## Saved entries
>>>>>

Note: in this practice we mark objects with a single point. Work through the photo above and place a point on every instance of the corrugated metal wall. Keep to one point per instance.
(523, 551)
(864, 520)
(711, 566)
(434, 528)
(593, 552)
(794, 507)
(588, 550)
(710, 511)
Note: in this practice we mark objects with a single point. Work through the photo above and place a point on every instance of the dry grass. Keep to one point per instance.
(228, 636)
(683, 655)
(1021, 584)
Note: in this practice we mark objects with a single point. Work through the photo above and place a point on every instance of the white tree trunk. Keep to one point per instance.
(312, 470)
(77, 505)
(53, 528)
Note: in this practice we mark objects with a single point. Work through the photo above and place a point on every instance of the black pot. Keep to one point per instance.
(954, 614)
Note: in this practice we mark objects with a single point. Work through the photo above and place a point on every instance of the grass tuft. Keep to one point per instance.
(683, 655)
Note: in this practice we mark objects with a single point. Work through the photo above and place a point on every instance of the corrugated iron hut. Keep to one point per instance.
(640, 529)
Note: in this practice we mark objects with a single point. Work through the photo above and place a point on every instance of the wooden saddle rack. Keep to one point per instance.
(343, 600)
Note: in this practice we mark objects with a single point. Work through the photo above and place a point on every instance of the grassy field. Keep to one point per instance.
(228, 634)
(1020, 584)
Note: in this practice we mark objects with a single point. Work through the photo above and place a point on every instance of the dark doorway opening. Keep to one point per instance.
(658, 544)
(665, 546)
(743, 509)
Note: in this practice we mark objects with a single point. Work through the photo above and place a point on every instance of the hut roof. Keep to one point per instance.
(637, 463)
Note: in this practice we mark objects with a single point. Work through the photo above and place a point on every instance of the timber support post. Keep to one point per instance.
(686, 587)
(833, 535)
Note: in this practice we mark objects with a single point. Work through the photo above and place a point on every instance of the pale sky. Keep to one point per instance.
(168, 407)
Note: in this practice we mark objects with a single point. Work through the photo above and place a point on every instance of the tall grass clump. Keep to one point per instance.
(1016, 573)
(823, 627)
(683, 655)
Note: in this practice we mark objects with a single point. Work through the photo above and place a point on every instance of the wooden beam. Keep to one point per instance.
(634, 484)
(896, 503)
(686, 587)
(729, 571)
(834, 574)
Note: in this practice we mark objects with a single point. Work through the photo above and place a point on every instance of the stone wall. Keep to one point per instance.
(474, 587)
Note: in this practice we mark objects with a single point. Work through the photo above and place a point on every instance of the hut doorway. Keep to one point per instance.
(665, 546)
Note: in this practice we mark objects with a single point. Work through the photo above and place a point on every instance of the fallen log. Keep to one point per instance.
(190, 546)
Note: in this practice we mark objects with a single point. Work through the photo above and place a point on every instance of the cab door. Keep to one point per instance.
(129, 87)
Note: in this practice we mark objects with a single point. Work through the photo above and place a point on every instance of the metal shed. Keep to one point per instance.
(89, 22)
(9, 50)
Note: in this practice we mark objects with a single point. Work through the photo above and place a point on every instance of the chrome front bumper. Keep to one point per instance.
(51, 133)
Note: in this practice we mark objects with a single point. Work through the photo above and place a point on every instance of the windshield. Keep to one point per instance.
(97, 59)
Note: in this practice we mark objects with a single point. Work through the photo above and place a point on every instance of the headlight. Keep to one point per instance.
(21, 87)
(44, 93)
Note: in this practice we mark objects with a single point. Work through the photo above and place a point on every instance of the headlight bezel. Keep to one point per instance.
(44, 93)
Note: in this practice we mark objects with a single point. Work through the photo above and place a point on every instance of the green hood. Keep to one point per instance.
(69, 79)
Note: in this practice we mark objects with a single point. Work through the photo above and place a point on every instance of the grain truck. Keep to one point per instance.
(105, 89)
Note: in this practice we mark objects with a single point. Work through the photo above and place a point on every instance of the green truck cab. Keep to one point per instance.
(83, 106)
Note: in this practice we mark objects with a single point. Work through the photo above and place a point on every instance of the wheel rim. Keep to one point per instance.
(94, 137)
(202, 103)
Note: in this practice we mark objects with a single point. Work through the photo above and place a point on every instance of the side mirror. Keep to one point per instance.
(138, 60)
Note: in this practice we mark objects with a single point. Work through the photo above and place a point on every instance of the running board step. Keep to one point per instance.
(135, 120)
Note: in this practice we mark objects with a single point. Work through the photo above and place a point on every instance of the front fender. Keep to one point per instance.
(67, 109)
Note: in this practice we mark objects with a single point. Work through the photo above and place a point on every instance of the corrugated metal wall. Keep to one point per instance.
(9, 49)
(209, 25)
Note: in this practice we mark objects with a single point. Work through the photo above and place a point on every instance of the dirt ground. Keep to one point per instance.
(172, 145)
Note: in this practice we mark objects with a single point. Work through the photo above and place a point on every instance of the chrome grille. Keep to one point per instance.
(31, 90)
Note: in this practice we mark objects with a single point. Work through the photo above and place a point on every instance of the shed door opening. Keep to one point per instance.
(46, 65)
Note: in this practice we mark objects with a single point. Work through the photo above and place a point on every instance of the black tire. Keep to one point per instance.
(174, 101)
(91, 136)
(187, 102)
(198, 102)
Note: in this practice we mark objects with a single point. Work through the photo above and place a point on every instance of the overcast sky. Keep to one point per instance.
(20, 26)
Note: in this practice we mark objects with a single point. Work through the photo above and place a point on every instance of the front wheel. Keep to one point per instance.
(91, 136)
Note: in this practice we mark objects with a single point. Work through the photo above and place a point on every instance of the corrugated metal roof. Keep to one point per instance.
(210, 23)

<<<<<

## EXERCISE DETAILS
Reproduce the listing with "one point per instance" replaced by "a single point for each instance" at every occurrence. Keep everything else the same.

## EXERCISE SOLUTION
Note: in this practice we mark objects with a single point. Work through the photo above and place a point on every instance of the corrugated metal wall. Keep to a single point for each instance.
(523, 551)
(864, 520)
(711, 566)
(434, 528)
(593, 552)
(794, 507)
(588, 550)
(710, 511)
Note: in this practice we mark objects with a single point. Work through the photo above and place a point on every instance of the dry grass. Keep to a single point for each instance.
(228, 636)
(683, 655)
(1021, 584)
Note: in this practice we mark objects with a single point. Work through the photo above and place a point on every instance of the white tree trunk. Keep to a single point for each instance.
(312, 470)
(77, 505)
(53, 528)
Note: in this practice we mark objects with a single point. Work through the photo above and place a point on every instance of the black pot. Keep to a single point for each instance.
(954, 614)
Note: in this practice we mark objects with a single point. Work through the photo above and place a point on every instance of the grass tuft. Keep to a single point for each instance.
(683, 655)
Note: in this practice we mark objects with a single point. Work through the photo above and place a point on every instance of the corrugated iron hut. Keep to a single point for each instance.
(640, 529)
Note: in this practice we mark objects with a single point. Work through the photo above and place a point on every instance of the wooden saddle rack. Keep to a single point for each instance.
(343, 600)
Note: in this practice we mark objects with a single point. Work through the photo above and place a point on every instance of the grassy field. Keep to a single point for each instance.
(228, 634)
(1020, 584)
Note: in this practice we mark objects with a single point. Work through the photo above and place a point on every instance of the dark doorway opening. Keep to a single point for each instance.
(658, 544)
(665, 546)
(743, 509)
Note: in this practice we mark objects with a single point. Work through the photo above and place a point on every instance of the hut roof. Keep to a single point for each instance.
(637, 463)
Note: in this practice we mark objects with a single point. Work through the photo above and place a point on every instance of the timber support post. Keep to a single point for each instance.
(686, 587)
(833, 535)
Note: in this practice we mark objects with a single point. Work through the photo above and place a point on every instance of the pale sky. Keep to a single point for each instance.
(168, 407)
Note: in this practice we mark objects with a single point. Work through the photo above and place a point on every instance of the tall grass clump. Keep to a single point for each instance.
(1016, 573)
(823, 627)
(683, 655)
Note: in this practice we mark objects with a single point. Work through the photo above and place a point on every instance of the wooden beam. Keep to a single point for each instance.
(634, 484)
(896, 503)
(686, 587)
(729, 571)
(834, 574)
Note: in this practice we mark objects with a single point. Work through the photo above and place a point on every instance of the stone wall. Keep to a single point for each instance.
(474, 587)
Note: in this practice we mark objects with a single point. Work through the photo above and place a point on every instance of the hut doorway. Keep to a single point for each instance.
(665, 546)
Note: in this practice we mark objects with a single point. Work through the photo above and place a point on every instance of the fallen log. Keep to a single point for each instance.
(190, 546)
Note: in this practice we mark objects with a single point. Work through the photo above and place a point on every instance of the cab door. Keep to a single point for each instance.
(129, 87)
Note: in this practice we mark objects with a single point. Work through the photo above and place a point on every instance of the metal shed. Keep to a single point for each instance.
(89, 22)
(9, 50)
Note: in this practice we mark objects with a single point. Work through the photo above and place a point on every instance of the chrome front bumper. Keep to a single point for each instance.
(51, 133)
Note: in this practice we mark objects with a single point. Work through the photo above and place a point on every instance of the windshield. Keep to a single point for each instance.
(97, 59)
Note: in this practice we mark objects with a single point. Work through the photo above and place a point on every instance of the headlight. Keep to a single point for each instance.
(21, 87)
(44, 93)
Note: in this practice we mark objects with a single point. Work through the photo above and place a point on every instance of the headlight bezel. Keep to a single point for each instance.
(44, 93)
Note: in this practice we mark objects with a single point. Work through the photo above and place a point on every instance of the green hood. Keep to a single point for each instance.
(69, 79)
Note: in this practice we mark objects with a single point. Work through the photo above and place a point on every instance of the grain truck. Keep to a single point for each instance.
(105, 89)
Note: in this practice we mark objects with a single point. Work through the photo above and place a point on every instance of the green truck cab. Keep to a single point for each instance.
(83, 106)
Note: in this practice we mark objects with a single point. Work through the photo above and place a point on every instance of the wheel rim. Keep to a single point for each instance.
(94, 137)
(202, 103)
Note: in this practice we mark objects with a single point. Work through the photo above and place a point on every instance of the side mirror. Keep to a single point for each instance.
(138, 60)
Note: in this practice we mark objects with a single point. Work through the photo above and place a point on every instance of the running board step. Keep to a single point for each instance.
(135, 120)
Note: in this practice we mark objects with a single point. Work through the photo above and place a point on every instance of the front fender. Keep to a single point for each instance.
(67, 109)
Note: in this practice we mark objects with a single point. Work through the photo above and place a point on every instance of the corrugated metal wall. Keep to a single point for each instance.
(9, 49)
(209, 25)
Note: in this practice we mark objects with a single point. Work through the photo above and place a point on every instance of the dirt ground. Keep to a single point for each instance.
(172, 145)
Note: in this practice we mark objects with a single point. Work through the photo above and place a point on every instance of the chrome grille. Keep to a single point for each instance.
(31, 90)
Note: in this practice we mark objects with a single point. Work through the photo above and place a point on every instance of the shed door opening. Keep to a single point for each instance.
(46, 65)
Note: in this practice we mark objects with a single point. Work through the photo above and place a point on every instance of the black tire. Keep to a single point for each instance.
(174, 101)
(91, 136)
(187, 102)
(198, 102)
Note: in this practice we mark objects with a single point. Work through the photo above and place a point on every instance of the overcast sky. Keep to a single point for each instance.
(20, 26)
Note: in this practice we mark objects with a single point. Work through the photo above and place a point on every instance of the front wheel. Keep to a single point for each instance.
(91, 136)
Note: in this practice we mark objects with a single point. Work through the photo above and place a point on every instance of the corrugated metal roof. Keep to a single point for each instance.
(210, 23)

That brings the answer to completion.